One moment, he's so dangerous his lawyer can't be told his crimes. The next, he's benign enough to be freed.

The Hamdi-Islam stories were overshadowed in a week that saw Kerry's definitive critiquing of Iraq; Bush going before the United Nations; the Iraqi prime minister popping up as his campaign prop; and Paul Martin and other world leaders at the UN. General Assembly session urging urgent action on Darfur.

Our PM said what needed to be, and what Bush, to his credit, has often: that 50,000 people are dead and 1 million displaced, yet the world has been arguing over whether or not the tragedy constitutes genocide.

Martin reiterated the Canadian idea , that, in a humanitarian crisis, international intervention trumps state sovereignty.

Yet the proposal fell flat, for two disparate reasons.

Bush was invoking his right of intervention, in Iraq, in the name of "security."

The case against Sudan, taken up mostly by the West, suffers from selectivity, given the deafening silence on the Russian massacre of twice or thrice that many Chechens.

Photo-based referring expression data

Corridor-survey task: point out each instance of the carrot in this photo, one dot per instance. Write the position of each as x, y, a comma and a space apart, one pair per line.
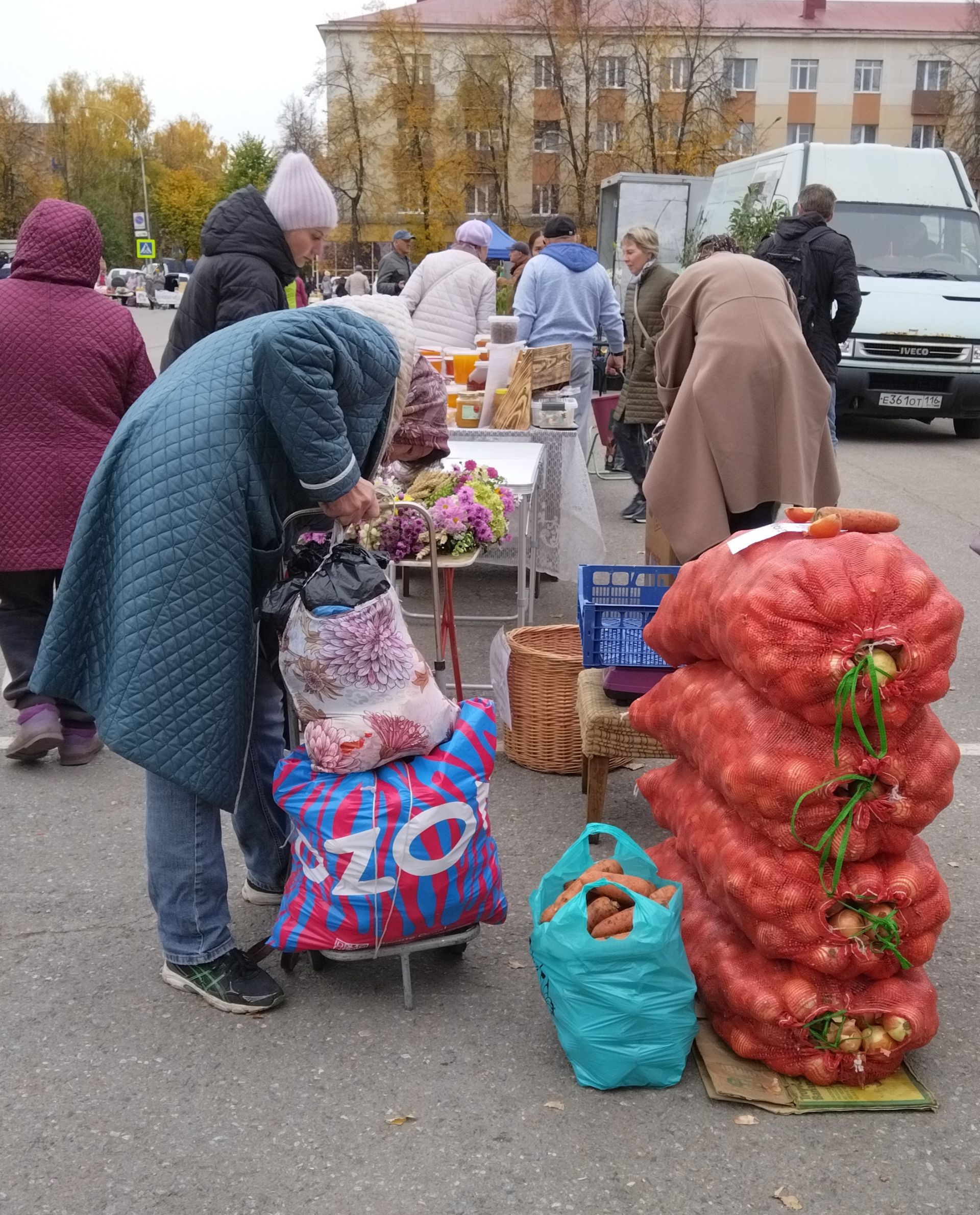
615, 924
825, 526
867, 522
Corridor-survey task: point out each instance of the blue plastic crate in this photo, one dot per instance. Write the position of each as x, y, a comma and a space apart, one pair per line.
615, 603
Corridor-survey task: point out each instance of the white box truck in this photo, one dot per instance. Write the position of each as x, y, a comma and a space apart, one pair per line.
912, 218
661, 201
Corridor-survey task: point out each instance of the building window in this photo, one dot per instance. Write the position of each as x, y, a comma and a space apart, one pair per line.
927, 136
740, 75
933, 76
481, 199
418, 69
547, 135
612, 72
803, 76
545, 72
799, 133
678, 73
741, 140
864, 134
607, 135
546, 201
867, 76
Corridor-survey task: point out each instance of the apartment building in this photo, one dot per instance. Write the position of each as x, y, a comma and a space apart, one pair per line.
786, 71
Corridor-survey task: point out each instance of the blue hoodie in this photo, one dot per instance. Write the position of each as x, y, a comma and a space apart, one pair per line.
565, 296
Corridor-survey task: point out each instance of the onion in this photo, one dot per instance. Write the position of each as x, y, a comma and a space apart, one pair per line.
897, 1027
849, 924
885, 664
850, 1038
876, 1039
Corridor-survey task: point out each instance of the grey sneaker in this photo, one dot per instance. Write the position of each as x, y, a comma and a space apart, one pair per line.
38, 732
79, 745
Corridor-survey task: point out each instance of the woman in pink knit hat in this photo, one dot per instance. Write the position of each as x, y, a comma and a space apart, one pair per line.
453, 295
253, 246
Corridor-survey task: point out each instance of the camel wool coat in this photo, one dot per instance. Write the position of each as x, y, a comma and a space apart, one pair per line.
746, 404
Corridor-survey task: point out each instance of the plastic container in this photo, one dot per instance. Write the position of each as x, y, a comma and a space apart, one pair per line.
463, 363
615, 604
468, 406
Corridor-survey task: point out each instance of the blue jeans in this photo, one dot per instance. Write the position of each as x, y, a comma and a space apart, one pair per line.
832, 414
188, 884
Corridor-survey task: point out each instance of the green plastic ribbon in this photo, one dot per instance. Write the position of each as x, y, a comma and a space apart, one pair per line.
847, 695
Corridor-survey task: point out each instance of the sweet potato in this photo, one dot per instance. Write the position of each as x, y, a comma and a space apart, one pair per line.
601, 909
867, 522
568, 893
614, 925
638, 885
664, 894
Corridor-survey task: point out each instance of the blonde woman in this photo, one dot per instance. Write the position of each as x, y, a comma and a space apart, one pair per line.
639, 408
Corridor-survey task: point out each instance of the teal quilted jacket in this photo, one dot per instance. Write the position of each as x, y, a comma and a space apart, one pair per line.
153, 628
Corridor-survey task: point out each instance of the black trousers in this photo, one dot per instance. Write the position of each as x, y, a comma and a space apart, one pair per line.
630, 443
26, 600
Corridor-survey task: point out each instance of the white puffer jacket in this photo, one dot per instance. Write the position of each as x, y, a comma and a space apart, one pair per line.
451, 296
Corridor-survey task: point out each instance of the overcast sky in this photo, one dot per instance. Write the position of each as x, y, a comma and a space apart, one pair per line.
233, 65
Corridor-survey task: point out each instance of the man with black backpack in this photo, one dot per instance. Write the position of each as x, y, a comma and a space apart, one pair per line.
819, 265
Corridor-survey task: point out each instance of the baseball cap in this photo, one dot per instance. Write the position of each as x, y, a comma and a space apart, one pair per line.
560, 225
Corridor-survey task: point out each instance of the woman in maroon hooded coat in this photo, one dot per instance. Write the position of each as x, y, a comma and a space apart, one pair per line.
71, 363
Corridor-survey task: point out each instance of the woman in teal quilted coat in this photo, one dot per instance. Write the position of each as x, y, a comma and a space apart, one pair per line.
153, 630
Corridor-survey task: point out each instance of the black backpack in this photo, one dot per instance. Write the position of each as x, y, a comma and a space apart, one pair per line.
795, 259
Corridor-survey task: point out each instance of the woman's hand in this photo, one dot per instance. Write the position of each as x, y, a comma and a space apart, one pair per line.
355, 507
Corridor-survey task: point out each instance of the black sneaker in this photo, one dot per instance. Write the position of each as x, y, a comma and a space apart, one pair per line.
232, 983
629, 511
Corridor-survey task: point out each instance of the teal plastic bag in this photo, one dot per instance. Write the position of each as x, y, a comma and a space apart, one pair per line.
623, 1010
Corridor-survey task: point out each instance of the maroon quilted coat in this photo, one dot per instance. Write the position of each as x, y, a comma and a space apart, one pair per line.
71, 363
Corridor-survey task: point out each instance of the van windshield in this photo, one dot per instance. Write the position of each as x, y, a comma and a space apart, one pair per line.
912, 241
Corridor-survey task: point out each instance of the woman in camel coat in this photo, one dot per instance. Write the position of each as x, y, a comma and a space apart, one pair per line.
746, 404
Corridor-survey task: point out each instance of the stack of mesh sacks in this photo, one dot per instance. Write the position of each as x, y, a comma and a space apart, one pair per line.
809, 762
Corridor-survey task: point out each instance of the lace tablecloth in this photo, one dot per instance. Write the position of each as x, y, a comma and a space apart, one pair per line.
569, 530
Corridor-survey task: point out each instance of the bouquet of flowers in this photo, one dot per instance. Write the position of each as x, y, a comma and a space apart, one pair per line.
469, 507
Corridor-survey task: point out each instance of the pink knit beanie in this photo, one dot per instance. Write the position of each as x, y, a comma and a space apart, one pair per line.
299, 197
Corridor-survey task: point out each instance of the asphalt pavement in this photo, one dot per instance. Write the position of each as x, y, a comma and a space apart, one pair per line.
124, 1098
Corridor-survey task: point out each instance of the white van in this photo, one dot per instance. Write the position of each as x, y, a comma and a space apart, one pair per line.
912, 218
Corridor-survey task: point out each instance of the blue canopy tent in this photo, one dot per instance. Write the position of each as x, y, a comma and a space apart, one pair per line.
500, 247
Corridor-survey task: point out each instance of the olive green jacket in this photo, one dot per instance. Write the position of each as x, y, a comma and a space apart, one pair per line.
645, 297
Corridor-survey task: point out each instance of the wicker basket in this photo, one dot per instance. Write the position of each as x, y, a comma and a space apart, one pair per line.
543, 681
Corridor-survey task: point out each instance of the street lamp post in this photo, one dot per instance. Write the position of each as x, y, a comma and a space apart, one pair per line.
139, 141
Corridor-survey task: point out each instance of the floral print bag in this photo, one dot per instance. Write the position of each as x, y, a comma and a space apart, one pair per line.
362, 692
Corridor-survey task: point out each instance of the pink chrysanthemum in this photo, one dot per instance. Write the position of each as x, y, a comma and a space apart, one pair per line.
364, 648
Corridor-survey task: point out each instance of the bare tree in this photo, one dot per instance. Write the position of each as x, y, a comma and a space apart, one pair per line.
490, 71
574, 36
300, 129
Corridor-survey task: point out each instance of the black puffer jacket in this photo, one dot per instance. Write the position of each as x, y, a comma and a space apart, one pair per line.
836, 282
246, 266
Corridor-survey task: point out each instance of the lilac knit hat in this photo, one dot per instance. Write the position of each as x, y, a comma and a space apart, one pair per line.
299, 197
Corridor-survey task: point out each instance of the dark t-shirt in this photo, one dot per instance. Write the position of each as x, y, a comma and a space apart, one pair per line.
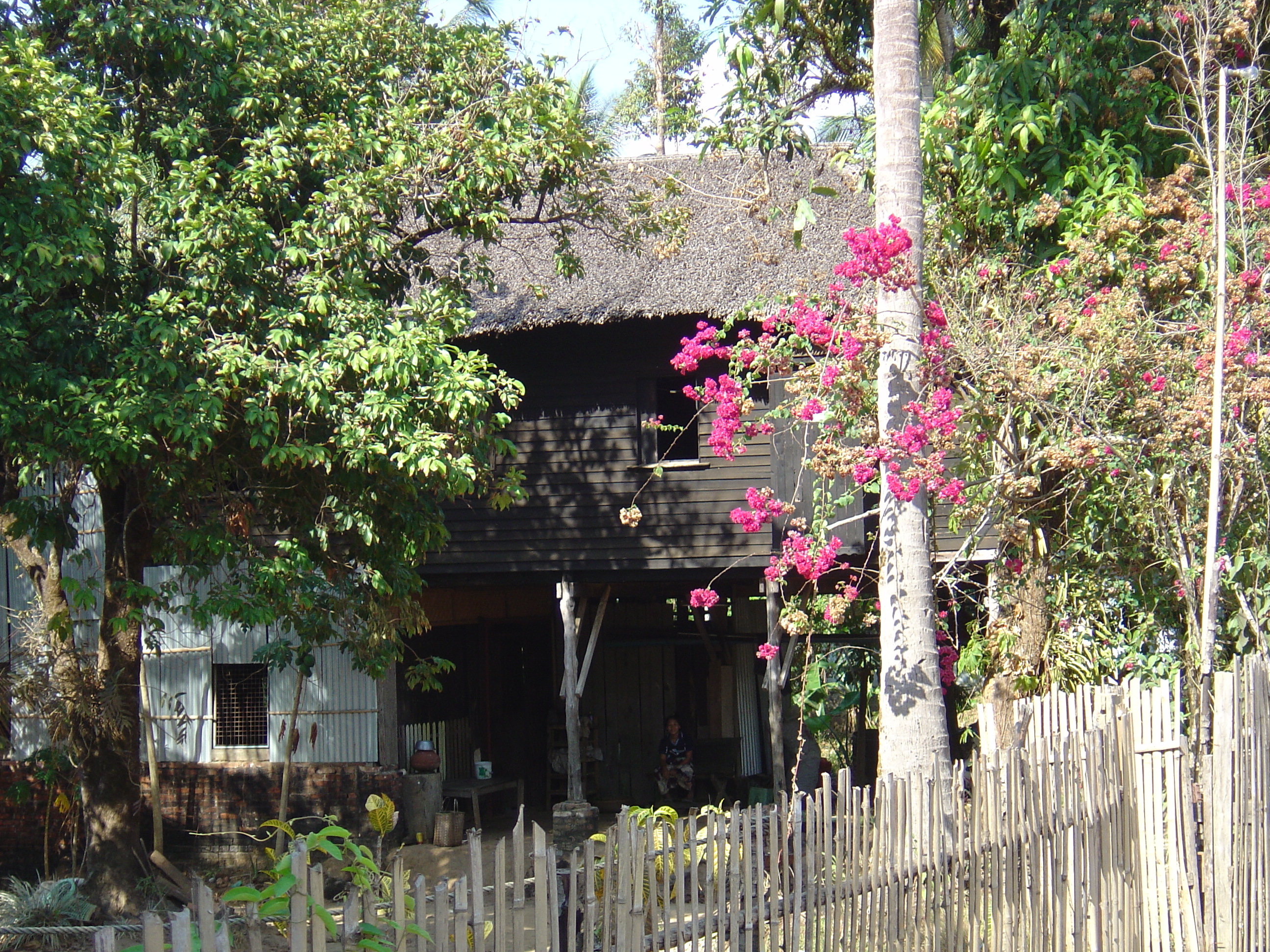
677, 751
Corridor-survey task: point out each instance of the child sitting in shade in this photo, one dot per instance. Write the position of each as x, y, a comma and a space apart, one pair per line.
675, 777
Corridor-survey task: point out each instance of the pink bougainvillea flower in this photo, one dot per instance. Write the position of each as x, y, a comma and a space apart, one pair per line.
703, 598
873, 254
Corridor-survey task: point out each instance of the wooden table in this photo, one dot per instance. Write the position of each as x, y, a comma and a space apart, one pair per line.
475, 790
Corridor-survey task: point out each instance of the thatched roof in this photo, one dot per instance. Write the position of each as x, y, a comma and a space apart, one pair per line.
737, 245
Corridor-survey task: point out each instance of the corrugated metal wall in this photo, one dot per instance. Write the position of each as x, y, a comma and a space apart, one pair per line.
750, 724
338, 710
340, 701
338, 713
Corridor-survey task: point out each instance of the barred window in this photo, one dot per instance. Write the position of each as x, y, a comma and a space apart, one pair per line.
241, 693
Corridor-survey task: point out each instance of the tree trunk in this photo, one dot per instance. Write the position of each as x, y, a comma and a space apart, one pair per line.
659, 73
948, 35
291, 738
912, 724
112, 768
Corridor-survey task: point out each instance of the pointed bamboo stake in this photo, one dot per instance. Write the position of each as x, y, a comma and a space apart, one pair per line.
475, 865
442, 921
297, 932
591, 905
518, 874
103, 940
318, 894
254, 938
501, 932
421, 912
178, 925
543, 878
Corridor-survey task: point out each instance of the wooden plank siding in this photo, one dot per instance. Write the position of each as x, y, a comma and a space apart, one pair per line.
578, 438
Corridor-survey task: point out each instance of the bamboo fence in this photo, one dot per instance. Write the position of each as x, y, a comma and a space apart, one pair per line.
1088, 832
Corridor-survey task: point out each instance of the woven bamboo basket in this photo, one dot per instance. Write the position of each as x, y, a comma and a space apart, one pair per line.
449, 831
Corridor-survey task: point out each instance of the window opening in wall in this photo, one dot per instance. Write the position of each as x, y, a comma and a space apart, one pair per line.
664, 399
241, 698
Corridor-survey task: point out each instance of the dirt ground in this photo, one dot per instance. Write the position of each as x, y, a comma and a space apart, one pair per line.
435, 863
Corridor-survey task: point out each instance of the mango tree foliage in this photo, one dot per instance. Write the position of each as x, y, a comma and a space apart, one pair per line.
263, 382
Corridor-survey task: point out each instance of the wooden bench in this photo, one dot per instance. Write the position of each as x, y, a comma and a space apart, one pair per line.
474, 790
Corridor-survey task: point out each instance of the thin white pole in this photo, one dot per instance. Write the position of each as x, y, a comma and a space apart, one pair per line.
1208, 623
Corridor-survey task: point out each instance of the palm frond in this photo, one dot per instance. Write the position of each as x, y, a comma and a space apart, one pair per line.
471, 14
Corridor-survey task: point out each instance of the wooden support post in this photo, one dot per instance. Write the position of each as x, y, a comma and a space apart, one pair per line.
572, 721
595, 638
103, 940
775, 700
387, 701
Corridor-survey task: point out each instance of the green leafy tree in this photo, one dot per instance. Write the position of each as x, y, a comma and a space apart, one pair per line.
230, 309
676, 48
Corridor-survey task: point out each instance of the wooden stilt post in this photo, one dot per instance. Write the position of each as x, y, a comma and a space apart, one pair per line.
775, 700
572, 721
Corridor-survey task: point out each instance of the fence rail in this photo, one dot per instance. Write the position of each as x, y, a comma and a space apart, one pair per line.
1080, 828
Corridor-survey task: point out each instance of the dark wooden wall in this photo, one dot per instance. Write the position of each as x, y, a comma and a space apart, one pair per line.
578, 438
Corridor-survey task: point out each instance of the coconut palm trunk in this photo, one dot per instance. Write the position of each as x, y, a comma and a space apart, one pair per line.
913, 732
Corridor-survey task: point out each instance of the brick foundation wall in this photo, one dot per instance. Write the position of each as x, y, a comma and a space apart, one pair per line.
22, 824
204, 807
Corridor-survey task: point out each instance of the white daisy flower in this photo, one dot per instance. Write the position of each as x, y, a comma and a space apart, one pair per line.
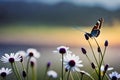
114, 75
10, 58
72, 62
4, 72
33, 53
52, 73
62, 50
22, 54
33, 61
103, 68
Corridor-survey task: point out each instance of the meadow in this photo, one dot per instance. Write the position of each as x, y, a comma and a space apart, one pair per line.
46, 39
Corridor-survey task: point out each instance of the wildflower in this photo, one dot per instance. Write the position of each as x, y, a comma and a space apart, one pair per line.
72, 62
4, 72
52, 73
32, 62
114, 75
10, 58
48, 64
99, 50
87, 36
105, 68
24, 74
92, 65
62, 50
106, 43
22, 54
83, 51
33, 53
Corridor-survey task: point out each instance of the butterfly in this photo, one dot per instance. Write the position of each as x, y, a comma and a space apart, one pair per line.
95, 32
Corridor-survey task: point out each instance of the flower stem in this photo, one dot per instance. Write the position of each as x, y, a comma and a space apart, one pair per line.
12, 65
81, 78
33, 74
62, 67
17, 72
98, 46
68, 74
93, 53
27, 68
71, 76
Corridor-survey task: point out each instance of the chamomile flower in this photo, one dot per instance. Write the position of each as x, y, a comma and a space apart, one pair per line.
72, 62
52, 73
114, 75
62, 50
33, 61
10, 58
31, 52
22, 54
104, 70
4, 72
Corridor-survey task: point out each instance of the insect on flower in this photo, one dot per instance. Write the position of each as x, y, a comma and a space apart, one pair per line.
95, 32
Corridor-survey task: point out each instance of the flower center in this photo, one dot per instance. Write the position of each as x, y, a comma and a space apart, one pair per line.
71, 63
11, 60
114, 78
62, 50
30, 54
3, 74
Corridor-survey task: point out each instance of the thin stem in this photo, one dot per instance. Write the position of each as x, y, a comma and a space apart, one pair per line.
14, 71
33, 74
77, 76
62, 67
71, 76
68, 74
17, 72
27, 68
88, 59
81, 77
98, 46
45, 74
93, 53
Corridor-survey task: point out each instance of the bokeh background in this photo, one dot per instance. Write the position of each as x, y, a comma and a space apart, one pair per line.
47, 24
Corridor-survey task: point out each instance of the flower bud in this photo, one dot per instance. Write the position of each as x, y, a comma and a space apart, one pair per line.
106, 43
24, 74
83, 51
48, 64
106, 67
86, 36
99, 50
92, 65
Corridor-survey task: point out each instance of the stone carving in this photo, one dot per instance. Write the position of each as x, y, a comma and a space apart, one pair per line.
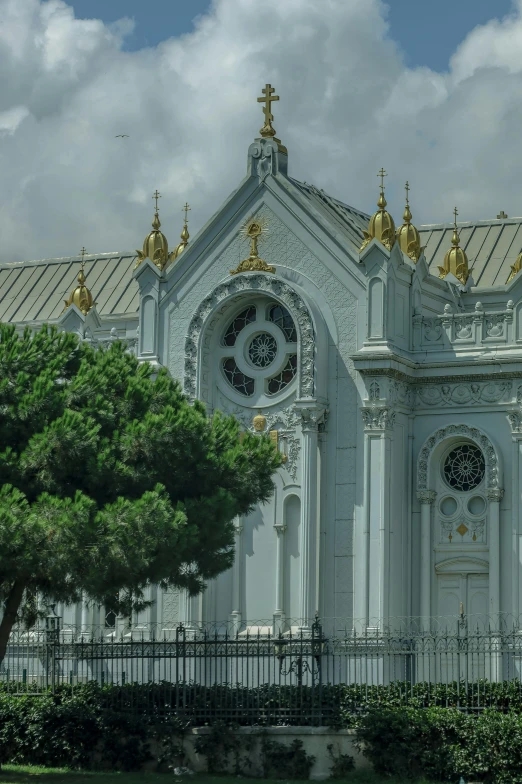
515, 420
461, 394
432, 330
464, 328
495, 494
378, 418
426, 496
495, 326
473, 433
284, 421
374, 392
256, 283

## Brief 1
Answer these questions from the excerpt on Darfur and the UN:
(a) How many people in Darfur are dead, according to the figures the prime minister gave?
(b) In the name of what was Bush invoking his right of intervention in Iraq?
(c) Whose massacre of Chechens is said to be met with a deafening silence?
## Brief 2
Write out part of the excerpt on Darfur and the UN, beginning at the words "One moment, he's" and stopping after "trumps state sovereignty.".

## Exercise solution 1
(a) 50,000
(b) "Security"
(c) The Russian massacre

## Exercise solution 2
One moment, he's so dangerous his lawyer can't be told his crimes. The next, he's benign enough to be freed.

The Hamdi-Islam stories were overshadowed in a week that saw Kerry's definitive critiquing of Iraq; Bush going before the United Nations; the Iraqi prime minister popping up as his campaign prop; and Paul Martin and other world leaders at the UN. General Assembly session urging urgent action on Darfur.

Our PM said what needed to be, and what Bush, to his credit, has often: that 50,000 people are dead and 1 million displaced, yet the world has been arguing over whether or not the tragedy constitutes genocide.

Martin reiterated the Canadian idea , that, in a humanitarian crisis, international intervention trumps state sovereignty.